— Task —
Reproduce the material exactly, omitting nothing.

— Exercise inputs —

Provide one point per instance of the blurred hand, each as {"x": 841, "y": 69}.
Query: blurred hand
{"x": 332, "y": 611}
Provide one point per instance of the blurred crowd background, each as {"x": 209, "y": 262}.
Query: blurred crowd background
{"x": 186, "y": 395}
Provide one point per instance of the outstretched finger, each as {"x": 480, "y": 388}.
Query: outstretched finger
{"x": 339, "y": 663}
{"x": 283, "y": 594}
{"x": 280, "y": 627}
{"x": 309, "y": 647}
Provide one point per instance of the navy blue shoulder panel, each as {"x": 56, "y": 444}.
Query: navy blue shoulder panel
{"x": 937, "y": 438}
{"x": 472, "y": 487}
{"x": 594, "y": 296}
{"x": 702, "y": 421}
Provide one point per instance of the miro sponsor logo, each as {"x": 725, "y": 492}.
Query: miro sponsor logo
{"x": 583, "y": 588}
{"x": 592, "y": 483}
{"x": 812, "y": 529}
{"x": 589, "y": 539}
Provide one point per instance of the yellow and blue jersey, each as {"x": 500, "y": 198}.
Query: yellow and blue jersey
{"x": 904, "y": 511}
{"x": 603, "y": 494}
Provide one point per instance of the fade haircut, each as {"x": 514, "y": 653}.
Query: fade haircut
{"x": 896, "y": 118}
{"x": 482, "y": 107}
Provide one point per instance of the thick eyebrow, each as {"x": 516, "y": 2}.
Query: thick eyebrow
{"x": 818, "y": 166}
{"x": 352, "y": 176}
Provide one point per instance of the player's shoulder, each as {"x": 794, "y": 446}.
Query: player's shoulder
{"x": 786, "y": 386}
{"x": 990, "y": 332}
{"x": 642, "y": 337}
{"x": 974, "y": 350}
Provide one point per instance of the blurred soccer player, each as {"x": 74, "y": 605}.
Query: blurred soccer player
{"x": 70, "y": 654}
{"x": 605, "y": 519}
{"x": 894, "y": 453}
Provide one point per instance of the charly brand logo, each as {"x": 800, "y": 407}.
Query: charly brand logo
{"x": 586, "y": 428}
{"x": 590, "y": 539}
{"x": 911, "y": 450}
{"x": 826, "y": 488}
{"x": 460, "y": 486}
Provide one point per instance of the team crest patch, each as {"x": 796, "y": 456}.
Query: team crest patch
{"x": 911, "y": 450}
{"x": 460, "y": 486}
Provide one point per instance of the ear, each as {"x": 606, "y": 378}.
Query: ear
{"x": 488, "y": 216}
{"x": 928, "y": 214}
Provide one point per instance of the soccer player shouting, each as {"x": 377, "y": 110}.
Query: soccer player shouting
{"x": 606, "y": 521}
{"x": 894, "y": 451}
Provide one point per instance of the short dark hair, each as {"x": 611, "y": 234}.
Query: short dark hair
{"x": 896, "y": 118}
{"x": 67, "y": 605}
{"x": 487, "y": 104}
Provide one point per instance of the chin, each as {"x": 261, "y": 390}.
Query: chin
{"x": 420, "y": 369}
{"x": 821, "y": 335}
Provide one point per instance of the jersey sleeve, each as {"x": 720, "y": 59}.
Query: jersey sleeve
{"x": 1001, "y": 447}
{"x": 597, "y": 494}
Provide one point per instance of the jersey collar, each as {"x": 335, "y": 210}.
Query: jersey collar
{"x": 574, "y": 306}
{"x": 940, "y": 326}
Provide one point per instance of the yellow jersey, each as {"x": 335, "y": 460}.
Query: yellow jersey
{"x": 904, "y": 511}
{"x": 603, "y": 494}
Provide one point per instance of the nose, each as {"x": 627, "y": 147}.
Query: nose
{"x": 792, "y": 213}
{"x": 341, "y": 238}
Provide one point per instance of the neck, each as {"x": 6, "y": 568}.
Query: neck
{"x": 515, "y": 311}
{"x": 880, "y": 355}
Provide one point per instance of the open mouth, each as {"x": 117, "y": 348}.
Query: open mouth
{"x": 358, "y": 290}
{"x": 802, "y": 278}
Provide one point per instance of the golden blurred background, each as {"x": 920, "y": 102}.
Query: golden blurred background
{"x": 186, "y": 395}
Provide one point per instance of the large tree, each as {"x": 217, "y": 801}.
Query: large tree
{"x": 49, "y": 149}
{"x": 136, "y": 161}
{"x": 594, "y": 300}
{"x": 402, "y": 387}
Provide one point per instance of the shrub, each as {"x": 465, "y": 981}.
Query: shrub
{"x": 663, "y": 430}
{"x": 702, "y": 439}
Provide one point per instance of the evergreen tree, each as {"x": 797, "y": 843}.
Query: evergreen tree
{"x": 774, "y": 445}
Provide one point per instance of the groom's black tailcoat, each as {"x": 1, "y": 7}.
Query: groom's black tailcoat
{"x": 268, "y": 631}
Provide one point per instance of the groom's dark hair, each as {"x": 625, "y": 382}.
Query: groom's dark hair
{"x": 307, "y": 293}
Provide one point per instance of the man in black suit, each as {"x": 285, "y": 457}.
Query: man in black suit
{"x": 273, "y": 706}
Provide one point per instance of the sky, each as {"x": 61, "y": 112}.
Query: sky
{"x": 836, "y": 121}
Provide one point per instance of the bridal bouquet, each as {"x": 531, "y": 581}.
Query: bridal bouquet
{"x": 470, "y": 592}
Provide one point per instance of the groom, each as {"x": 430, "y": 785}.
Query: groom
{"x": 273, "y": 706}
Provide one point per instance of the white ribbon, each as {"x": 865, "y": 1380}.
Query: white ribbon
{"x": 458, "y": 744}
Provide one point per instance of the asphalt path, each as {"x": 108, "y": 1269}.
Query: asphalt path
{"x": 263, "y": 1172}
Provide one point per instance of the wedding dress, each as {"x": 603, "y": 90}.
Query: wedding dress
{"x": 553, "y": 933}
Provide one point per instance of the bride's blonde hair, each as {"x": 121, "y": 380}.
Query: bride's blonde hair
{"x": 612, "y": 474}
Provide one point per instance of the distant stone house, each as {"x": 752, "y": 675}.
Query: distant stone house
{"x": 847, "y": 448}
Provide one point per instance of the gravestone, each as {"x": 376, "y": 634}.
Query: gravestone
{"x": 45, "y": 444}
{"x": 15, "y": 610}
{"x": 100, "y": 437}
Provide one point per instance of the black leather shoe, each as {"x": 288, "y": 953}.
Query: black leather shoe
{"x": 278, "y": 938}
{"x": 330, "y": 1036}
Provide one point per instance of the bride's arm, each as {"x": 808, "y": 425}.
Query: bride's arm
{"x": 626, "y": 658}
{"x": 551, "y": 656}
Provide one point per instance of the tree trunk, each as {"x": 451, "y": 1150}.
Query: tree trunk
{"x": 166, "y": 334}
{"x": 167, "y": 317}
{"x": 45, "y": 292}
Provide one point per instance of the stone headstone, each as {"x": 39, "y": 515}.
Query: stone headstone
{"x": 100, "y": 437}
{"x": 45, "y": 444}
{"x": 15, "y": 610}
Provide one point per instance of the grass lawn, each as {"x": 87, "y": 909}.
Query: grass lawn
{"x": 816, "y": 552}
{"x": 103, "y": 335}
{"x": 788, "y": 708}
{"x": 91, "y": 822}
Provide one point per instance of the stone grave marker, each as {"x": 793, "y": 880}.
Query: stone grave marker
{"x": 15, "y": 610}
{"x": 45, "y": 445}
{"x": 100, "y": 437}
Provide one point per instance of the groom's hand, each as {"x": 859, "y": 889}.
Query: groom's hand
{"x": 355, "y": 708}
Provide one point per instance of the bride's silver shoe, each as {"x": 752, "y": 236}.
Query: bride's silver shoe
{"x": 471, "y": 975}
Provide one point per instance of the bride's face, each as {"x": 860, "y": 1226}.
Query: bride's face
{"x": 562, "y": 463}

— Answer in full —
Provide one point per instance of the blurred hand, each as {"x": 841, "y": 69}.
Query: blurred hand
{"x": 332, "y": 611}
Provide one point per instance of the blurred crowd background, each as {"x": 209, "y": 262}.
Query: blurred crowd background
{"x": 186, "y": 395}
Provide one point per instance of the outstretched finger, each as {"x": 480, "y": 388}.
Query: outstretched finger
{"x": 339, "y": 663}
{"x": 283, "y": 594}
{"x": 280, "y": 627}
{"x": 309, "y": 647}
Provide one point per instance of the navy blue shoulder panel, each as {"x": 56, "y": 444}.
Query: navy blue shoulder panel
{"x": 937, "y": 438}
{"x": 472, "y": 487}
{"x": 594, "y": 296}
{"x": 702, "y": 421}
Provide one point per instance of the miro sponsor logo, each as {"x": 725, "y": 492}.
Query: miro sponsor logo
{"x": 583, "y": 588}
{"x": 592, "y": 483}
{"x": 812, "y": 529}
{"x": 589, "y": 539}
Provide one point per instance of the yellow and blue jersey, each as {"x": 500, "y": 198}.
Query: yellow and blue jersey
{"x": 904, "y": 511}
{"x": 603, "y": 494}
Provide one point per instance of the fade haircut, each as {"x": 514, "y": 653}.
Query: fade haircut
{"x": 896, "y": 118}
{"x": 482, "y": 107}
Provide one point per instance of the thick eyebrow, each as {"x": 516, "y": 2}.
Query: thick eyebrow
{"x": 818, "y": 166}
{"x": 352, "y": 176}
Provide one point per instance of the player's shoulder, each as {"x": 794, "y": 446}.
Query: player's shoulder
{"x": 786, "y": 386}
{"x": 990, "y": 332}
{"x": 642, "y": 337}
{"x": 974, "y": 350}
Provide one point per instance of the blurred soccer player, each as {"x": 74, "y": 605}.
Query: blurred soccer player
{"x": 70, "y": 654}
{"x": 605, "y": 519}
{"x": 894, "y": 453}
Provide one point per instance of the charly brand logo, each as {"x": 800, "y": 407}.
Query: charly brand logo
{"x": 586, "y": 428}
{"x": 590, "y": 539}
{"x": 911, "y": 450}
{"x": 826, "y": 488}
{"x": 460, "y": 486}
Provide one point per instance of the team crest patch, each as {"x": 796, "y": 456}.
Query: team crest patch
{"x": 911, "y": 450}
{"x": 460, "y": 486}
Provide one point per instance of the ear, each as {"x": 606, "y": 378}.
Query: ear
{"x": 488, "y": 216}
{"x": 928, "y": 214}
Provide one point per instance of the soccer player shouting, each as {"x": 377, "y": 110}.
Query: soccer player shouting
{"x": 606, "y": 521}
{"x": 894, "y": 451}
Provide one point per instance of the short dark hair, each as {"x": 611, "y": 234}.
Query: short dark hair
{"x": 896, "y": 118}
{"x": 67, "y": 605}
{"x": 487, "y": 104}
Provide one point per instance of the chin, each as {"x": 261, "y": 390}.
Query: chin
{"x": 420, "y": 369}
{"x": 821, "y": 335}
Provide one point per instance of the jersey sleeve, each as {"x": 720, "y": 59}.
Query: jersey sleeve
{"x": 1001, "y": 447}
{"x": 597, "y": 494}
Provide one point per instance of the jersey collar, each as {"x": 335, "y": 210}.
Query: jersey collar
{"x": 574, "y": 306}
{"x": 940, "y": 326}
Provide one point per instance of the yellow jersey, each as {"x": 335, "y": 460}.
Query: yellow jersey
{"x": 904, "y": 511}
{"x": 603, "y": 494}
Provide one point per instance of the nose, each as {"x": 627, "y": 147}.
Query: nose
{"x": 792, "y": 213}
{"x": 341, "y": 238}
Provide one point per instance of the neck, each as {"x": 6, "y": 568}.
Query: neck
{"x": 515, "y": 311}
{"x": 880, "y": 355}
Provide one point per instance of the open mouth, each as {"x": 117, "y": 348}.
Query: open mouth
{"x": 358, "y": 290}
{"x": 802, "y": 278}
Provide one point per instance of the golden blurred background, each as {"x": 920, "y": 102}.
Query: golden blurred background
{"x": 186, "y": 395}
Provide one point per instance of the large tree, each as {"x": 217, "y": 801}.
Query: large tree
{"x": 49, "y": 149}
{"x": 136, "y": 161}
{"x": 594, "y": 300}
{"x": 402, "y": 387}
Provide one point per instance of the shrub, each as {"x": 465, "y": 981}.
Query: shrub
{"x": 663, "y": 430}
{"x": 702, "y": 439}
Provide one point per instance of the evergreen tree, each as {"x": 797, "y": 843}.
Query: evergreen tree
{"x": 774, "y": 445}
Provide one point per instance of the groom's black tailcoat, each as {"x": 1, "y": 7}.
Query: groom's black tailcoat
{"x": 268, "y": 631}
Provide one point per instance of the groom's dark hair, each as {"x": 625, "y": 382}.
Query: groom's dark hair
{"x": 307, "y": 293}
Provide one point per instance of the man in black suit, each as {"x": 285, "y": 457}.
Query: man in black suit
{"x": 273, "y": 706}
Provide one point per instance of the sky, each as {"x": 61, "y": 112}.
Query: sky
{"x": 836, "y": 121}
Provide one point per instance of the bridal bouquet, each as {"x": 531, "y": 581}.
Query: bridal bouquet
{"x": 470, "y": 592}
Provide one point per instance of the groom, each as {"x": 430, "y": 785}.
Query: groom
{"x": 273, "y": 706}
Provide one point per instance of the white ribbon, each as {"x": 865, "y": 1380}.
Query: white ribbon
{"x": 458, "y": 744}
Provide one point per instance of the asphalt path, each as {"x": 108, "y": 1269}.
Query: asphalt path
{"x": 263, "y": 1172}
Provide one point per instance of the wedding dress, each as {"x": 603, "y": 90}.
Query: wedding dress
{"x": 553, "y": 933}
Provide one point per instance of the bride's blonde hair, each as {"x": 121, "y": 380}.
Query: bride's blonde hair
{"x": 612, "y": 474}
Provide one point per instance of the distant stone house, each as {"x": 752, "y": 675}.
Query: distant stone house
{"x": 847, "y": 448}
Provide one point per instance of the gravestone, each as {"x": 376, "y": 634}.
Query: gravestone
{"x": 45, "y": 444}
{"x": 15, "y": 610}
{"x": 100, "y": 437}
Provide one point per instance of the black leather shoe, each as {"x": 288, "y": 953}.
Query: black leather shoe
{"x": 278, "y": 938}
{"x": 330, "y": 1036}
Provide one point per instance of the bride's arm, each as {"x": 808, "y": 425}.
Query: bride's arm
{"x": 626, "y": 658}
{"x": 551, "y": 656}
Provide one point per instance of the tree trunk, each as {"x": 451, "y": 1150}.
Query: tree trunk
{"x": 166, "y": 334}
{"x": 167, "y": 317}
{"x": 45, "y": 292}
Provide one point per instance of the stone headstone, each as {"x": 39, "y": 515}.
Query: stone headstone
{"x": 100, "y": 437}
{"x": 45, "y": 444}
{"x": 15, "y": 610}
Provide one point per instance of the grass lawn, each as {"x": 87, "y": 909}.
Query: grass lawn
{"x": 816, "y": 552}
{"x": 103, "y": 335}
{"x": 788, "y": 708}
{"x": 91, "y": 822}
Provide one point per instance of the stone grave marker, each as {"x": 793, "y": 880}.
Query: stone grave marker
{"x": 15, "y": 610}
{"x": 45, "y": 445}
{"x": 100, "y": 437}
Provide one point per instance of the groom's hand, each as {"x": 859, "y": 889}.
Query: groom's hand
{"x": 355, "y": 708}
Provide one point per instance of the bride's silver shoe, each as {"x": 752, "y": 236}.
Query: bride's silver shoe
{"x": 471, "y": 975}
Provide one point per instance of the bride's face, each as {"x": 860, "y": 1226}.
Query: bride's face
{"x": 562, "y": 463}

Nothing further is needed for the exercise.